Dataset entries -
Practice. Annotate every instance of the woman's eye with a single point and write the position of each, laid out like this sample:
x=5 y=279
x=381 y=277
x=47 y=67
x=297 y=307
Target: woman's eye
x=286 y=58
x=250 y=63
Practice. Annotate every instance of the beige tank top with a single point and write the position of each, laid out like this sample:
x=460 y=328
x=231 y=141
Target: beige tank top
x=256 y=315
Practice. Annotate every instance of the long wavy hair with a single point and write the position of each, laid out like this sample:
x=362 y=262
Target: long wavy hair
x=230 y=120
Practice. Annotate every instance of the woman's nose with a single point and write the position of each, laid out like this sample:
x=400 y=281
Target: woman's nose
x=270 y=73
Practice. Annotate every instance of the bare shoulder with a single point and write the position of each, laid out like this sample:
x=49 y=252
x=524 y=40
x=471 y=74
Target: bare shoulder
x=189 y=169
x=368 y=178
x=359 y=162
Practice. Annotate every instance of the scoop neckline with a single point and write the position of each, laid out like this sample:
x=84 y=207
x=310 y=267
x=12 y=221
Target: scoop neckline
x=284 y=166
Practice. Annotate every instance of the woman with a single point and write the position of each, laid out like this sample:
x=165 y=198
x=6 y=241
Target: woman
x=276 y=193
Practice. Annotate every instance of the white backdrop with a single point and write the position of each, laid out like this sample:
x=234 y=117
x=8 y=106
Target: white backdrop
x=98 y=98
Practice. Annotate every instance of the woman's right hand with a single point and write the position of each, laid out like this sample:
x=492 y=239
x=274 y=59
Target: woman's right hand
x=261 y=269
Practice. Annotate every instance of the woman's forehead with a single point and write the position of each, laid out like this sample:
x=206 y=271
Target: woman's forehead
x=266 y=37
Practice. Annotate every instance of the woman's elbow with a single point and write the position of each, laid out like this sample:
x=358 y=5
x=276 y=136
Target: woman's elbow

Requirement - Return the lines of the data exactly, starting at the line that contains "Practice. Annotate every instance of the white" and ending at the line that contains "x=261 y=269", with both of those lines included.

Output below -
Practice. Annotate every instance of the white backdrop with a single point and write the position of each, laid out like this sample:
x=234 y=117
x=8 y=106
Target: white backdrop
x=98 y=98
Practice. Annotate every instance of the woman's right hand with a single point and write the position of each, laid out like this sample:
x=492 y=239
x=274 y=59
Target: woman's right hand
x=261 y=269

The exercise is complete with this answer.